## Items listed in a dataset
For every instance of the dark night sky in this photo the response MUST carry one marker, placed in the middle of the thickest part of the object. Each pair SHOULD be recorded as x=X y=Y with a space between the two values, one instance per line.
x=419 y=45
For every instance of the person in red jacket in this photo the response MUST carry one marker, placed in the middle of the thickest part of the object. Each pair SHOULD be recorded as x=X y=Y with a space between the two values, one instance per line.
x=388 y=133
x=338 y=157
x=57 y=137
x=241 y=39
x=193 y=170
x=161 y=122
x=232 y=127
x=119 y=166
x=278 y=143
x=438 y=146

## WHAT YOU SHOULD DO
An exact restatement of the data above is required.

## SOLUTION
For every instance of the dark night sky in this photo the response MUST carry one marker, placed in the middle of the thickest part of the object. Each pair SHOULD be recorded as x=X y=Y with a space between the two values, one instance per line.
x=419 y=45
For every instance of the person in red jacket in this photo the response MUST carry one marker, placed in the middle of the thickest part of the object. Each pair SHOULD be recorded as x=X y=Y with a space between the two values, one instance per line.
x=388 y=133
x=338 y=157
x=57 y=137
x=241 y=39
x=193 y=170
x=161 y=122
x=232 y=127
x=119 y=166
x=278 y=143
x=438 y=146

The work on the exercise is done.